Blain Waan Blain Waan - 3 months ago 7
R Question

Simulating two conditional variable with specified means and a correlation using R

This question arose from one of my previous questions where the problem of generating two correlated series was resolved with some limitations. We were trying to produce two correlated series that followed exponential distributions with certain parameters. For example, a variable tr with mean 1 and another variable t with mean 2 with a correlation of -0.5 were required satisfying the condition that t>tr). The following codes were tried in

R
.

rho <- -0.5
mu <- rep(0,2)
Sigma <- matrix(rho, nrow=2, ncol=2) + diag(2)*(1 - rho)

library(MASS)

compute.tr.t <- function(req.n, paccept) {
req.n <- round(req.n / paccept)
rawvars <- mvrnorm(req.n, mu=mu, Sigma=Sigma)
pvars <- pnorm(rawvars)
tr <- qexp(pvars[,1], 1/1)
t <- qexp(pvars[,2], 1/2)
keep <- which(t > tr)
return(data.frame(t=t[keep],tr=tr[keep]))
}

req.n <- n
paccept <- 1
res <- data.frame()

while (req.n > 0) {
new.res <- compute.tr.t(req.n, paccept)
res <- rbind(res, new.res)
req.n <- n - nrow(res)
paccept <- nrow(new.res) / n# updated paccept according to last step
}


The problem that occurred due to pruning data that do not satisfy the condition t>tr:


  1. The means were not preserved.

  2. The correlation was not preserved.



See the output below. It is evident that because of imposing such a condition the locations shift.

mean(res$tr)
[1] 0.4660927
mean(res$t)
[1] 2.859441
print(cor(res$tr,res$t))
[1] -0.237159


My question: is there a way to achieve two correlated and conditional variables (such that t>tr) keeping the series means near to that of the specified means? We may go along with the reduced correlation, but is it possible to at least preserve the means?

■ Extracted entries:
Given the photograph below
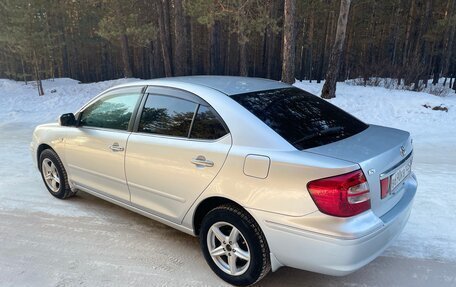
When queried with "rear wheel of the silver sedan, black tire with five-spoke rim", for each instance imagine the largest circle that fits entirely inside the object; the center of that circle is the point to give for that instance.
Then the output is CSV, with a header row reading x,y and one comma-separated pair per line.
x,y
250,243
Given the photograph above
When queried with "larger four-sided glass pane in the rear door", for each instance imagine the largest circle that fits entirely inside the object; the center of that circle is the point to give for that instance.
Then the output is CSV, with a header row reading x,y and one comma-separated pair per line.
x,y
165,115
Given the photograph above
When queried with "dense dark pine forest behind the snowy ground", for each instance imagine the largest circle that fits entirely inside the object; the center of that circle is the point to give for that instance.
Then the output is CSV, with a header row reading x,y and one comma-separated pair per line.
x,y
410,41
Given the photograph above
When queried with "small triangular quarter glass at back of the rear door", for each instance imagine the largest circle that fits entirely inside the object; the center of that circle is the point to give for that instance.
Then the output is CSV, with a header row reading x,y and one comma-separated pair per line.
x,y
207,125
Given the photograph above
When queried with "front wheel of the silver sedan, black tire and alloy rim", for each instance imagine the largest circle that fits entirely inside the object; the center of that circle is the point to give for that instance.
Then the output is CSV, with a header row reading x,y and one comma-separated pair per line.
x,y
54,175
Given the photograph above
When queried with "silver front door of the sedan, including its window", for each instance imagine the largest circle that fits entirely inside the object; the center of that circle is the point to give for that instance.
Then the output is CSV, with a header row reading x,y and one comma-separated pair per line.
x,y
95,149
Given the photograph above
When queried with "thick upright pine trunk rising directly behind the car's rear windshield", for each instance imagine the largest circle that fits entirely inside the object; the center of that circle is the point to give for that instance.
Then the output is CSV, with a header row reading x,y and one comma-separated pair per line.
x,y
289,42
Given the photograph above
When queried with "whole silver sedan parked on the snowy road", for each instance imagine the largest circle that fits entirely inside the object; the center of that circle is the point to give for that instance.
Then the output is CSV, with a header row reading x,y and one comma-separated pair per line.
x,y
265,174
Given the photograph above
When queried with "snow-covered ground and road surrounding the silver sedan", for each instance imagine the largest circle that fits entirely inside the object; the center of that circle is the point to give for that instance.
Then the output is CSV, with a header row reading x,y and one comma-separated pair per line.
x,y
28,214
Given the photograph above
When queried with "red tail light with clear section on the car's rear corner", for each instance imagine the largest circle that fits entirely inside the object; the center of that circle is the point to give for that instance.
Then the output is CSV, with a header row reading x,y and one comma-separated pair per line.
x,y
343,195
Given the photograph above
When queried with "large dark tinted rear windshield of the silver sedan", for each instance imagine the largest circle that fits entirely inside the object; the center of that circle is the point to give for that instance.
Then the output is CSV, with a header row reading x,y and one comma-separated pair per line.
x,y
302,119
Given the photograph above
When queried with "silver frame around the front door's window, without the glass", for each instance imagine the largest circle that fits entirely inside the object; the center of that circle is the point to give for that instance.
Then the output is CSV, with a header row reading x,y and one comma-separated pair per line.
x,y
133,89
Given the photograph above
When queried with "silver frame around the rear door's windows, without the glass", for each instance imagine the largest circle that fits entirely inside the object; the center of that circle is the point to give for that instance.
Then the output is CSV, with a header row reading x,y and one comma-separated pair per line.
x,y
179,94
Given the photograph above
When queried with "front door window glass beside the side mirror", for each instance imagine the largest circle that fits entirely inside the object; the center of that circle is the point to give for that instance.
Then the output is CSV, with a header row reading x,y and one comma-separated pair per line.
x,y
111,112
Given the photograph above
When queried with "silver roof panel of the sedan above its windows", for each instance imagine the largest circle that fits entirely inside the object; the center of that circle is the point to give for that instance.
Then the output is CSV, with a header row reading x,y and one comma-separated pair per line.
x,y
229,85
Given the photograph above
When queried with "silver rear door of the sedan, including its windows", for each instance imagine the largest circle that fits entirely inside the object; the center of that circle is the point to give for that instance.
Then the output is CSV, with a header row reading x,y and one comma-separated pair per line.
x,y
180,145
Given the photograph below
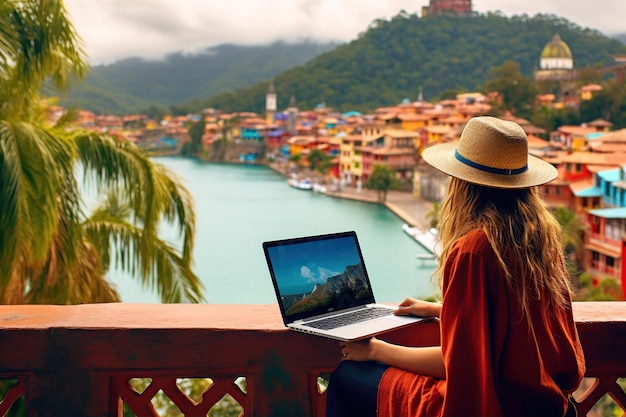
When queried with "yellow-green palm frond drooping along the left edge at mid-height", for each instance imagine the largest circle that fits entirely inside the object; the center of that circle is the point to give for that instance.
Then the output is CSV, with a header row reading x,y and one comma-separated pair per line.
x,y
30,162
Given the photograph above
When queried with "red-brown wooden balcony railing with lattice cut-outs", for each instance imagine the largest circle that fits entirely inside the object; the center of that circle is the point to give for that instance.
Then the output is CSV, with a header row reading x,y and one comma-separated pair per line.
x,y
76,361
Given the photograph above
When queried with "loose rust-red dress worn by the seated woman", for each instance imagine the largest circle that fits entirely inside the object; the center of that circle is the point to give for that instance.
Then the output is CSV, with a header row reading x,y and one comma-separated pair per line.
x,y
498,363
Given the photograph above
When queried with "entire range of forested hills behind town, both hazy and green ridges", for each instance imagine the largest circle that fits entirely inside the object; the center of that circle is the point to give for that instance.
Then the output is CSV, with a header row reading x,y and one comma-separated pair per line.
x,y
391,60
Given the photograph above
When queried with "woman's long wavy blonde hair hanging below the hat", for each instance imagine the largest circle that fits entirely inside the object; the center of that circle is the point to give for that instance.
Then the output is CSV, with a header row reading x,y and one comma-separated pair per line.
x,y
524,235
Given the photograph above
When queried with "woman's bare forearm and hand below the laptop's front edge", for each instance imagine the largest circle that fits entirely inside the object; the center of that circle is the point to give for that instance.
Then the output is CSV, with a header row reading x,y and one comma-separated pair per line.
x,y
422,360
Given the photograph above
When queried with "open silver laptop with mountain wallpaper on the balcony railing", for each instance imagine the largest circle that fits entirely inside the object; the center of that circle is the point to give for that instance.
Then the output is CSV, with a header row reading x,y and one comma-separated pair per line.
x,y
323,288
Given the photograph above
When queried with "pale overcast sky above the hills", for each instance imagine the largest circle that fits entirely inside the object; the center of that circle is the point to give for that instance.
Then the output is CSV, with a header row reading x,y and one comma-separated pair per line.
x,y
117,29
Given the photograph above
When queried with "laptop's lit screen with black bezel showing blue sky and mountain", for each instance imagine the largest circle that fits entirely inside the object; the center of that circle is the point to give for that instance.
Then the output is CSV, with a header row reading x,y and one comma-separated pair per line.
x,y
318,274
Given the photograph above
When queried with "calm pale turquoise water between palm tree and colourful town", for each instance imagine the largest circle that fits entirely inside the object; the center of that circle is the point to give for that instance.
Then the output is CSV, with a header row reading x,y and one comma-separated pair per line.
x,y
240,206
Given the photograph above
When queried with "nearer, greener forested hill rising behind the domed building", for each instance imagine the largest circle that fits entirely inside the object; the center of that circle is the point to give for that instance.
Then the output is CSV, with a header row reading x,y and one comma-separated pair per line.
x,y
394,58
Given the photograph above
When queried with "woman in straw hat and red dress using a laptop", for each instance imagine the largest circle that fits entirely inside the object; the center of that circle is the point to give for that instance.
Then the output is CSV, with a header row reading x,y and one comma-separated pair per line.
x,y
509,346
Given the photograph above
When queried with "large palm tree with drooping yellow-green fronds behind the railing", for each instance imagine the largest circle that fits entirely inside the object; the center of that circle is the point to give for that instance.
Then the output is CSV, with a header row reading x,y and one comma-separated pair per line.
x,y
54,247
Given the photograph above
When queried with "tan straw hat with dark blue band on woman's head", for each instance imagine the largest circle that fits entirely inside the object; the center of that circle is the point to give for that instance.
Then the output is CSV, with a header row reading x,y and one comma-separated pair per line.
x,y
491,152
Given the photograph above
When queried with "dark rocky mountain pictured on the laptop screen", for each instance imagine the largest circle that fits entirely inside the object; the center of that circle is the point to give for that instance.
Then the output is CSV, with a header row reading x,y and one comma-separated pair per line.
x,y
340,291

■ Exercise instructions:
**A)** Check each statement against the R simulation question and answer yes or no, quoting the words of the text that decide it.
(i) The required correlation between tr and t was -0.5.
(ii) After pruning, the mean of t came out below its specified value of 2.
(iii) The poster would accept a weaker correlation if the means could be kept.
**B)** In the R simulation question, what kind of distribution were the two correlated series supposed to follow?
**C)** Write the next part of the R simulation question, starting after its final sentence.

■ Answers for each item:
**A)**
(i) Yes: "with a correlation of -0.5 were required"
(ii) No: "2.859441"
(iii) Yes: "We may go along with the reduced correlation"

**B)** Exponential distributions.

**C)**
Answer

Updated answer every element of t strictly greater than tr:

n     <- 100
rho   <- 0.5
mu    <- rep(0,2)
Sigma <- matrix(rho, nrow=2, ncol=2) + diag(2)*(1 - rho)

library(MASS)

compute.tr.t <- function(req.n, paccept) {
  req.n      <- round(req.n / paccept)
  rawvars    <- mvrnorm(req.n, mu=mu, Sigma=Sigma)
  pvars      <- pnorm(rawvars)
  tr         <- qexp(pvars[,1], 1/1)
  t          <- qexp(pvars[,2], 1/2)
  tr         <- tr[(tr-mean(tr))^2  <.25 ] # can play with this value
  t          <- t[(t-mean(t))^2  <.25 ]
  m          <- min(length(t), length(tr))
  t          <- t[1:m]
  tr         <- tr[1:m]
  return(data.frame(t=t,tr=tr))
}

req.n   <- n
paccept <- 1
res     <- data.frame()

while (req.n > 0) {
  new.res <- compute.tr.t(req.n, paccept)
  res     <- rbind(res, new.res)
  req.n   <- n - nrow(res)
  paccept <- nrow(new.res) / n
}

mean(res$t)

[1] 1.972218

mean(res$tr)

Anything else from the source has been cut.